▸ **Excerpt provided**

•••••

Anonymous 0 Comments

We don’t have identical code but what we do have is the same information ‘fields’, *genes*, in the same places; that’s what they mean by the sequence.

Analogy: If you take me, and some other person from where I am, our driver’s licenses will both have, starting from the top…

* License number
* Condition codes
* Expiry date
* Name
* Address

…and so on. The info in those ‘fields’ will be different for each of us, but you can look on each of our licenses and you’ll find the expiry date, the address, the bar code, etc, in the same locations.

If you look at human chromosome #1, yours and mine, starting on the end of the p (short) tail we will both have the genes for…

* methylenetetrahydrofolate reductase
* C-reactive protein
* interleukin 10
* MTOR kinase
* prostaglandin-endoperoxide synthase 2

…and so on. Our codes for them may or may not be identical – stuff like eye color allows some variation, some proteins are make-this-exactly-right-or-you-die – but barring a pretty funky mutation all humans should have those same genes, on the same chromosomes, in the same order. That ordering is what we call ‘the human genome’.

This is a big deal because if I develop some disease because of not making prostaglandin-endoperoxide synthase 2, they know exactly where the problem is: chromosome 1, p-tail, fifth gene from the end. Some day gene-editing technology will be able to “find and replace” problems like that.

•••••

Image-grounded pointing lines:

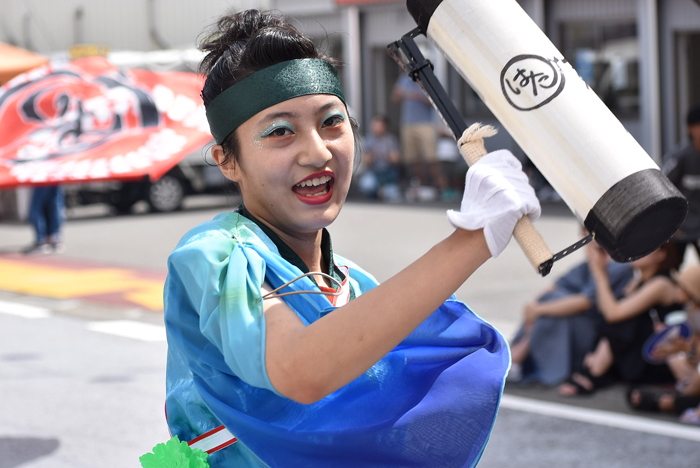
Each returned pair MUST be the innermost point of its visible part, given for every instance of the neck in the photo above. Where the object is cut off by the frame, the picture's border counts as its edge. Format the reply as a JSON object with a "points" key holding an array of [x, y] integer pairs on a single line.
{"points": [[307, 246]]}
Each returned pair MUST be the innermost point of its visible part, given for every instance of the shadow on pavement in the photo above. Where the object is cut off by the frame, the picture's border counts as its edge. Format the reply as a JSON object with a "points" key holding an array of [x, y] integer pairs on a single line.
{"points": [[18, 450], [613, 398]]}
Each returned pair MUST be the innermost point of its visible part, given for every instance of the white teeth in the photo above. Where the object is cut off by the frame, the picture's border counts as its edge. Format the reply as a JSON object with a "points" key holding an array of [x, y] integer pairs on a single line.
{"points": [[322, 192], [315, 181]]}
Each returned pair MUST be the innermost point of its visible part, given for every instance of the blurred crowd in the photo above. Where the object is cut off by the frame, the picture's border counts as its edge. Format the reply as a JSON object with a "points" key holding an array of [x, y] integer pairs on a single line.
{"points": [[422, 163], [638, 324]]}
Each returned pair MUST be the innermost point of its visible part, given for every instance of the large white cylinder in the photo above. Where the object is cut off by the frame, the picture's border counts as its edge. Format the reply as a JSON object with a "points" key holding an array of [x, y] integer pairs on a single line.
{"points": [[601, 172]]}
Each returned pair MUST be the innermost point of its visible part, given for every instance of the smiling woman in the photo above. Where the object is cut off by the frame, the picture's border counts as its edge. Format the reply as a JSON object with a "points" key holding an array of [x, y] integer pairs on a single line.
{"points": [[283, 353]]}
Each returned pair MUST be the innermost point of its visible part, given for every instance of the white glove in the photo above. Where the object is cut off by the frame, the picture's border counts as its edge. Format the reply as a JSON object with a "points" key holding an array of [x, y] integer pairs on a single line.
{"points": [[496, 195]]}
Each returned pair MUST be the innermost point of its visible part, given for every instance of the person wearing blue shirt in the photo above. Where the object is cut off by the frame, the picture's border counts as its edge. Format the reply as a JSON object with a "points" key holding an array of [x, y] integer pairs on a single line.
{"points": [[282, 353]]}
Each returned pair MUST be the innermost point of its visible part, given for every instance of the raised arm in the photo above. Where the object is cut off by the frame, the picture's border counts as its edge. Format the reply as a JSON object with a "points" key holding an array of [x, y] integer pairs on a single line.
{"points": [[308, 363]]}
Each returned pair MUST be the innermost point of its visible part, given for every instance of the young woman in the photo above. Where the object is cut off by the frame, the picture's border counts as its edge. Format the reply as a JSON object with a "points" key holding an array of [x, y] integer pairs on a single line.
{"points": [[294, 350], [629, 321]]}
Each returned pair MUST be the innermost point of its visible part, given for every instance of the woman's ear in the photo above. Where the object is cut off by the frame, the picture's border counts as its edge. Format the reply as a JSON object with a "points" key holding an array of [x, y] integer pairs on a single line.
{"points": [[227, 165]]}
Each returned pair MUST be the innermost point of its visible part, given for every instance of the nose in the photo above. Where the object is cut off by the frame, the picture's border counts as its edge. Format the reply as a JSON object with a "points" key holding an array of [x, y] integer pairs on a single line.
{"points": [[315, 150]]}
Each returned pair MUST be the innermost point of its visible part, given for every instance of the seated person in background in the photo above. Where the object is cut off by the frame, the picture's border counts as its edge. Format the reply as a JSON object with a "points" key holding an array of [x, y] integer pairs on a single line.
{"points": [[681, 356], [381, 160], [560, 326], [628, 322]]}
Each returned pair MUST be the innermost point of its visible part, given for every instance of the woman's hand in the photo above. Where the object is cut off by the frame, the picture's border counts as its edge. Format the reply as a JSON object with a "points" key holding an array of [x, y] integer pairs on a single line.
{"points": [[496, 195]]}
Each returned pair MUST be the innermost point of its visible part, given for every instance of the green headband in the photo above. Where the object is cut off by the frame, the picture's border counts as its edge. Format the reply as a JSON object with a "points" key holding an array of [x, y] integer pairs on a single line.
{"points": [[267, 87]]}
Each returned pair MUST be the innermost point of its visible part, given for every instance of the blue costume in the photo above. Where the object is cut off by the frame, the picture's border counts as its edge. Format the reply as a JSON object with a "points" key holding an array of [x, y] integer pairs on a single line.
{"points": [[431, 401]]}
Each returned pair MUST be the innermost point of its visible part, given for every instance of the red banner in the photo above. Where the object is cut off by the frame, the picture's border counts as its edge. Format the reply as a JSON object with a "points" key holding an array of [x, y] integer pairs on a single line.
{"points": [[90, 121]]}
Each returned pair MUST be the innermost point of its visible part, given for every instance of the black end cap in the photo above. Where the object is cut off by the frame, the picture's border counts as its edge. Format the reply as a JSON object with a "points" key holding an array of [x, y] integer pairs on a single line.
{"points": [[637, 215], [422, 11]]}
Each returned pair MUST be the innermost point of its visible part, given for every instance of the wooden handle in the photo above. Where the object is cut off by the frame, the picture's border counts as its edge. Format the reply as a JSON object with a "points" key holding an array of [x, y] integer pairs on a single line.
{"points": [[471, 146]]}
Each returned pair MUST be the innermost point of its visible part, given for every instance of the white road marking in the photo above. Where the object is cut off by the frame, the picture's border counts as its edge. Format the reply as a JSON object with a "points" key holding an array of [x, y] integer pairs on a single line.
{"points": [[601, 418], [129, 329], [23, 310]]}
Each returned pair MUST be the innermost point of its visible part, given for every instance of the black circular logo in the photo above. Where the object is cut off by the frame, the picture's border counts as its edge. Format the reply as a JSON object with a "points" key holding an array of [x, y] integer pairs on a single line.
{"points": [[530, 81]]}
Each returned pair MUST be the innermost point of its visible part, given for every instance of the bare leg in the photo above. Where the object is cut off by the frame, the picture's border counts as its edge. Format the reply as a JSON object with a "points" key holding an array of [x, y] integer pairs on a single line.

•••••

▸ **Work task**
In the comment about the human genome, retype the passage that begins with the words containing "If you look" and ends with "call ‘the human genome’.".

▸ **Solution for this task**
If you look at human chromosome #1, yours and mine, starting on the end of the p (short) tail we will both have the genes for…

* methylenetetrahydrofolate reductase
* C-reactive protein
* interleukin 10
* MTOR kinase
* prostaglandin-endoperoxide synthase 2

…and so on. Our codes for them may or may not be identical – stuff like eye color allows some variation, some proteins are make-this-exactly-right-or-you-die – but barring a pretty funky mutation all humans should have those same genes, on the same chromosomes, in the same order. That ordering is what we call ‘the human genome’.